▸ **Experimente**:
Responda com base no texto "Meus oito anos":
(a) Segundo o calendário, quantos anos se passaram desde o momento em que o autor estava convalescente numa cama?
(b) De que procedimento médico aquele momento era a fase final?
(c) O que, de acordo com o texto, seria fatal naquele estado?

▸ **Trecho do documento**:
MEUS
OITO ANOS
Por
qual medida melhor se mensura a grandeza da existência? Somos cada um de nós
universos maiores que o infinito; mais indevassáveis que o tempo e tão
complexos quanto nosso Pai Criador; que os anos sempre serão pequenos em excesso
para dimensionar a profundidade dos sentimentos que em nós habita no mais fundo
dessa infinitude.
Não foram oito anos que se passaram. Foi uma vida
inteira que se desenrolou nesse tempo. Melhor, foram infinidades delas,
possibilidades abandonadas, oportunidades agarradas com destemor, feridas
curadas, sonhos realizados. Desacertos também. Esses tanto de coisas não cabem
em oito anos. Nem uma vida, nem dezenas delas seriam suficientes.
Quantas vezes se morre e revive durante uma
existência? Recomeços, afinal, são partes inevitáveis do projeto do existir.
Mas quantas vezes seria possível morrer e viver novamente, fisicamente falando?
Não pergunte isso à ciência. Ela é totalmente desinformada nas questões
relacionadas aos sentimentos; na matéria pertinente ao sentido e às razões da
existência.
É desde o espaço que não se contabiliza em oito
anos que se encontra aquele longínquo tempo que me separam das vidas pretéritas
que já tive.
Às vezes, a ignomínia humana é tamanha, que a
arrogância de se sentir importante; a ilusão de se achar prestigiado e o engodo
de se considerar genial e super-humano fazem olvidar a essência das coisas; as
razões dessa intricada viagem na matéria. Então, é preciso o sofrimento para a
reconexão com a substância da existência.
No calendário, limitado instrumento humano de
contagem, marcam exatos oito anos que me encontrava convalido em uma cama,
inserido em um ambiente que não era o meu, me sentido completamente desconfortável,
física, espiritual e psiquicamente.
Sozinho. Literalmente sozinho.
Era a fase final de um complexo processo médico de
transplante de medula óssea. As defesas estavam totalmente inativadas. As
funções do organismo funcionavam num índice bem próximo à falência completa.
Todas as taxas orgânicas mensuráveis pela tecnologia médica estavam alteradas.
Uma simples gripe me seria fatal.
Nesse estado se vivencia a sensação física da
morte. Apesar do precário funcionamento orgânico, não existe mais consciência
de pertencimento à matéria. As experiências são quase que totalmente
espirituais. É exatamente assim o estágio inicial da morte. Aliás, foi ele
próprio que vivi.
Era tudo ou nada. Ou o procedimento seria
sucedido, e assim a nova medula implantada pegaria, segundo o linguajar médico,
ou a falência definitiva seria inevitável. Era uma loteria, onde o grande
prêmio, de remota probabilidade, seria a vida física. Necessariamente uma vida
nova em todos os sentidos possíveis.
Para muitos é preciso morrer para se chegar à
compreensão do verdadeiro valor que as coisas têm, assim como da desimportância
que a maioria das outras possuem. Para mim, foi.
Deixar filhos desvalidos, projetos irrealizados,
sonhos abandonados.

▸ **Dados para análise**:
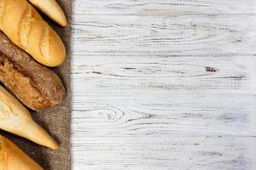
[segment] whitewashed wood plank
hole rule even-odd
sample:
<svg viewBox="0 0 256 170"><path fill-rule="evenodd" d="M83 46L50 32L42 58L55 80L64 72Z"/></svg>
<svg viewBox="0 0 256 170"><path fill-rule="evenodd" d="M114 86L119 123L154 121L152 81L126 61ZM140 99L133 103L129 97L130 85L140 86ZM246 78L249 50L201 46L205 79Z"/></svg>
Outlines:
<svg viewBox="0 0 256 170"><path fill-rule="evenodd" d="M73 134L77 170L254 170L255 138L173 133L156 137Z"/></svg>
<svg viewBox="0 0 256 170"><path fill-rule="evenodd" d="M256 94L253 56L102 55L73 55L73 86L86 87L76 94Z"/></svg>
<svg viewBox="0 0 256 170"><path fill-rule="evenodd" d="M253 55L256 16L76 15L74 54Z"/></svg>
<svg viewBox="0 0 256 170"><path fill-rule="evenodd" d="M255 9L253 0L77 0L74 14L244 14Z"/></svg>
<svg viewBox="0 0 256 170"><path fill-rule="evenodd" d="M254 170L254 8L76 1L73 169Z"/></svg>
==
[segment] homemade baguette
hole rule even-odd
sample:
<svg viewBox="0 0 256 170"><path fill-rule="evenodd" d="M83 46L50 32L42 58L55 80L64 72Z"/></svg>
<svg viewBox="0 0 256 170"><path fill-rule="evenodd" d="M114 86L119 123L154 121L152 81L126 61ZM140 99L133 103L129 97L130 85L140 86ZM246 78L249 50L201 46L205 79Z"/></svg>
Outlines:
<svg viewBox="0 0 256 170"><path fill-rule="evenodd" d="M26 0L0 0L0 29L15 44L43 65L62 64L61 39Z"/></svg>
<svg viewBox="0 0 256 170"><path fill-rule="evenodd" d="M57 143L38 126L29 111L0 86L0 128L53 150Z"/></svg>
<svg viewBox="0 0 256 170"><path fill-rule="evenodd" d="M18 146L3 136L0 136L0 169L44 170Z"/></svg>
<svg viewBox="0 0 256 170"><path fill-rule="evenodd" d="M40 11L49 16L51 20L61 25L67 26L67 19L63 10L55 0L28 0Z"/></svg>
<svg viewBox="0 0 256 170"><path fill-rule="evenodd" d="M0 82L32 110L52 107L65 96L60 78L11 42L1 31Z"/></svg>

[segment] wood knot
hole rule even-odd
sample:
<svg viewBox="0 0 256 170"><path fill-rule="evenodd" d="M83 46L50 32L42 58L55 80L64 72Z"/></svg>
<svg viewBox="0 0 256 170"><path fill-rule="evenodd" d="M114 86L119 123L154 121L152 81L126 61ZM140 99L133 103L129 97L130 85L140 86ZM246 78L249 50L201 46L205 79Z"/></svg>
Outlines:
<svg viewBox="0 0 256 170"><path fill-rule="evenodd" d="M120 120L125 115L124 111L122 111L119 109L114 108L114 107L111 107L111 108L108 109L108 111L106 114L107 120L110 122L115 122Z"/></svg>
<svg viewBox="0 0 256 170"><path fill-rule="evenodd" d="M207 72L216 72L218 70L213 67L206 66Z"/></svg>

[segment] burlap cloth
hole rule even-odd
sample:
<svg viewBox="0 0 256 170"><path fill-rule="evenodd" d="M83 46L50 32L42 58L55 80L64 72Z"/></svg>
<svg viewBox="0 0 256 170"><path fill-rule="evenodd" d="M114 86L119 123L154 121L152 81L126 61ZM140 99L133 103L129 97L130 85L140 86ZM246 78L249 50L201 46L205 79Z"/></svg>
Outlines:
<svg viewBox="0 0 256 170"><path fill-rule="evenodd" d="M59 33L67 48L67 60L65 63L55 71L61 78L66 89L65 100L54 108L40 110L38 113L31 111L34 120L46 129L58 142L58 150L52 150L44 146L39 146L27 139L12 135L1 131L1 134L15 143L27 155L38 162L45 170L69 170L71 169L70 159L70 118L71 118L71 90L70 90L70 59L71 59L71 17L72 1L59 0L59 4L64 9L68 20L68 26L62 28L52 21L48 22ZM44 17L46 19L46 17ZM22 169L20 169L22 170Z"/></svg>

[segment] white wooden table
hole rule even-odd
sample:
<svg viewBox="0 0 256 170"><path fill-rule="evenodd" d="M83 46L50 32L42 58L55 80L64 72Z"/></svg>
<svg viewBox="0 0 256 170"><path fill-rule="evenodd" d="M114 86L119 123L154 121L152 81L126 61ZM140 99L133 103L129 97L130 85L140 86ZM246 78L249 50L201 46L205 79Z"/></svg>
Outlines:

▸ **Resposta escrita**:
(a) Oito anos.
(b) De um transplante de medula óssea.
(c) Uma simples gripe.